Okunacak Metin —

►

İtirazın iptali davası ise bir icra takibine sıkı sıkıya bağlı olarak açılan ve maddi hukuk açısından alacaklının gerçekten alacaklı olup olmadığını ve buna karşılık borçlunun itirazının haklı ya da haksız olduğunu belirleyen ve davanın sonunda icra müdürüne, itiraz üzerine duran takibe devam etmesi emrini içeren bir hüküm verilen davadır. İtirazın iptali davası sonunda verilen karar da taraflar arasında kesin hüküm oluşturur. İtirazın iptali davasında takibe devam edilerek alacağın tahsili sağlanır.
III
Roma’da her bir hak (jus) bir dava hakkı (actio) ile korunurdu. Davası olmayan hak yaptırımsız ve korumasızdı. O nedenler her bir davanın bir adı vardı ve bunlar başlangıçta sınırlı sayıda idi (numerus clausus) fakat sonradan artan ihtiyaçlar bunların da sayılarını arttırdı.
Bugün Türkiye’nin de dahil olduğu modern kara Avrupası hukuk sisteminde ilke olarak davacı güncel bir hukuki yararı bulunmak kaydıyla her türlü davayı açabilir; yasalarla belirlenmiş birkaç istisna dışında davaların adı yoktur. Uygulamanın bunları birbirinden ayırmak için çeşitli adlar kullanması ilkenin istisnası değildir.

◄

Görev Talimatları — Dava hakları üzerine olan metne göre Roma'da her bir hak neyle korunurdu?

Veri Kümesi Kesiti —
►

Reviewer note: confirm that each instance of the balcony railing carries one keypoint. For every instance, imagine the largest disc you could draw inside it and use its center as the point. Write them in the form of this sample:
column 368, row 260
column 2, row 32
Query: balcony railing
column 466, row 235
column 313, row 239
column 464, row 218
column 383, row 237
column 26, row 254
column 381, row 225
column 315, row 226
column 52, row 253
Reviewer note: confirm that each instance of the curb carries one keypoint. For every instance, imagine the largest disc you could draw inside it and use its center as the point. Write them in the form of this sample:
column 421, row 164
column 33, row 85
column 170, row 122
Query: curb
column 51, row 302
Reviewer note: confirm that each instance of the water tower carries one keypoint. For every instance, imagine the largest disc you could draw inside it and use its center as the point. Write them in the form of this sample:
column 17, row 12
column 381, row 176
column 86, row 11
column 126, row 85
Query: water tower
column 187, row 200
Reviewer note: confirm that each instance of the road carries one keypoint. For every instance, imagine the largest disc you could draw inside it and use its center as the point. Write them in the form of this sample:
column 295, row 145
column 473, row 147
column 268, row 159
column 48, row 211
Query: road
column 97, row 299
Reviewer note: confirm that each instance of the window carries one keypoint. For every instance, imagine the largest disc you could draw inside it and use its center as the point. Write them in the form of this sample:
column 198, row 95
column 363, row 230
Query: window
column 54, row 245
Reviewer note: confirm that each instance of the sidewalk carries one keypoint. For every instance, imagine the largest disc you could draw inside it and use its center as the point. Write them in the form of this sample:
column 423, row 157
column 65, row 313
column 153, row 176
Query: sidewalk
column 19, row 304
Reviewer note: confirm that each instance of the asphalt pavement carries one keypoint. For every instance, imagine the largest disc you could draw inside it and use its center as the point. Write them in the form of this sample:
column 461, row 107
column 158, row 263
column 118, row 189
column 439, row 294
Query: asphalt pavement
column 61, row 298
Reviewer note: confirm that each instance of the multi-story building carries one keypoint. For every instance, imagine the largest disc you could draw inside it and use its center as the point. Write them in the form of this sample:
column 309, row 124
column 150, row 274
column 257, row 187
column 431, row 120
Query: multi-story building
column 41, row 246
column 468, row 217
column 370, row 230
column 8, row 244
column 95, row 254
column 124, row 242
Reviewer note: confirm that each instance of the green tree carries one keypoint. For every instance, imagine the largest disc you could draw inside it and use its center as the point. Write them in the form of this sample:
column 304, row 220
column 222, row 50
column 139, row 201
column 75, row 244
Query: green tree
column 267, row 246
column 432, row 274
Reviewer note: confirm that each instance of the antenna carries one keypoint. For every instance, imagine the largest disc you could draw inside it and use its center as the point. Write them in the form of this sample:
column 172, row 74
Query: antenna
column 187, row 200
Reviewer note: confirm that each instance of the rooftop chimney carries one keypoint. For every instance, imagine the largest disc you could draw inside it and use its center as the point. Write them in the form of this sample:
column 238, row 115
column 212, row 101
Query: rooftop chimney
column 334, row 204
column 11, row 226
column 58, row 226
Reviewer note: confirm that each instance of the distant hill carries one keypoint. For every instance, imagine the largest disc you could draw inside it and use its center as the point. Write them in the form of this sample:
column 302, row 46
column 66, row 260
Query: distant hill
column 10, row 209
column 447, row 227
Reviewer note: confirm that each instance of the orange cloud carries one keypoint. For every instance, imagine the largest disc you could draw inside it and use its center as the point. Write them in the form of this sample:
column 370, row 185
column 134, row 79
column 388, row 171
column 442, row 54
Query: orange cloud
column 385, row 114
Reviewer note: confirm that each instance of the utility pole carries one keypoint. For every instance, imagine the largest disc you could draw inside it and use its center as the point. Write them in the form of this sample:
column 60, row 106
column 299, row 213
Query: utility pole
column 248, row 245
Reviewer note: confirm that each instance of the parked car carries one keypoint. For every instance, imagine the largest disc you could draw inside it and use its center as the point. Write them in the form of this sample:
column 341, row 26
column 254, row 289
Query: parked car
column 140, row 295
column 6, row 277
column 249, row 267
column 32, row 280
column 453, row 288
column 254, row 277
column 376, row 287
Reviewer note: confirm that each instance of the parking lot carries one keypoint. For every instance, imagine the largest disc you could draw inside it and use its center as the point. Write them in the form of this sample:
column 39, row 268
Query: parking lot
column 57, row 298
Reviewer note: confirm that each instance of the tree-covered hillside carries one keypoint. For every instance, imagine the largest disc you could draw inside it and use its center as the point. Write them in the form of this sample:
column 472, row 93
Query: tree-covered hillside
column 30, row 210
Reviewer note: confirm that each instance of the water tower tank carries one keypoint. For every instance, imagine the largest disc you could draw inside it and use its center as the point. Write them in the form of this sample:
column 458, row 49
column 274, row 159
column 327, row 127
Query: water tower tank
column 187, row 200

◄

Eksiksiz Yanıt — Roma'da her bir hak bir dava hakkı (actio) ile korunurdu.